===== Listed records =====
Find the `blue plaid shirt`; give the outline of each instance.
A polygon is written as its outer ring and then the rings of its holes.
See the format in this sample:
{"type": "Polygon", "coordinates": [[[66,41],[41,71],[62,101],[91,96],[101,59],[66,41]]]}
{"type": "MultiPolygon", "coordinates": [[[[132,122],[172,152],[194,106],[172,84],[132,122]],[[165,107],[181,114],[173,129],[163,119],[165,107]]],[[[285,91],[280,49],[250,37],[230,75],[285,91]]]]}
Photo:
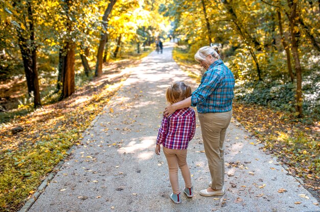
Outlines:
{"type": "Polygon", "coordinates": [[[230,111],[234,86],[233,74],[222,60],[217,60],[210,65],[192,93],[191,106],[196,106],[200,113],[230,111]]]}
=====
===== Listed records =====
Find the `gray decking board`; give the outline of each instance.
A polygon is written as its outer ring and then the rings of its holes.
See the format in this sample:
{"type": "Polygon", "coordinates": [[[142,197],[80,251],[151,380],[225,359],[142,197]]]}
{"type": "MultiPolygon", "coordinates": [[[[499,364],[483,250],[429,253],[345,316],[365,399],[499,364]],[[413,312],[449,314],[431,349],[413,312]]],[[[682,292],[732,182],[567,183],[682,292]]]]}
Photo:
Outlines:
=====
===== Listed records =====
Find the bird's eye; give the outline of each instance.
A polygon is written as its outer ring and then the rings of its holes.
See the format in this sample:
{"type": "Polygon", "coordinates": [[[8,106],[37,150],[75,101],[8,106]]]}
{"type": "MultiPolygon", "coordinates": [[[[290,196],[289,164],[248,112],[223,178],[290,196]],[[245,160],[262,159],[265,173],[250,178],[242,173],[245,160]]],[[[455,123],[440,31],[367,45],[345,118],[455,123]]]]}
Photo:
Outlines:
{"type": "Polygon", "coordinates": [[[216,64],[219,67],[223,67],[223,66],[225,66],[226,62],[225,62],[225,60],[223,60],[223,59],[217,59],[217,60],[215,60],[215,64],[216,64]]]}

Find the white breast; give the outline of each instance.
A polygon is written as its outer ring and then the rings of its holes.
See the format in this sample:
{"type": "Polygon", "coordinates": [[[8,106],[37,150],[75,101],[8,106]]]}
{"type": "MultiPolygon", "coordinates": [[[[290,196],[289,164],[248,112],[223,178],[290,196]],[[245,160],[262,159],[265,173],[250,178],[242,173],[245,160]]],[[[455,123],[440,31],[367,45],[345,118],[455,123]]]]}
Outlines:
=====
__Required task__
Pull out every line in the records that contains the string "give", and copy each one in full.

__Written answer__
Find the `blue plaid shirt`; give the outline of each instance.
Find the `gray decking board`; give the outline of each instance.
Find the bird's eye; give the outline of each instance.
Find the white breast; give the outline of each instance.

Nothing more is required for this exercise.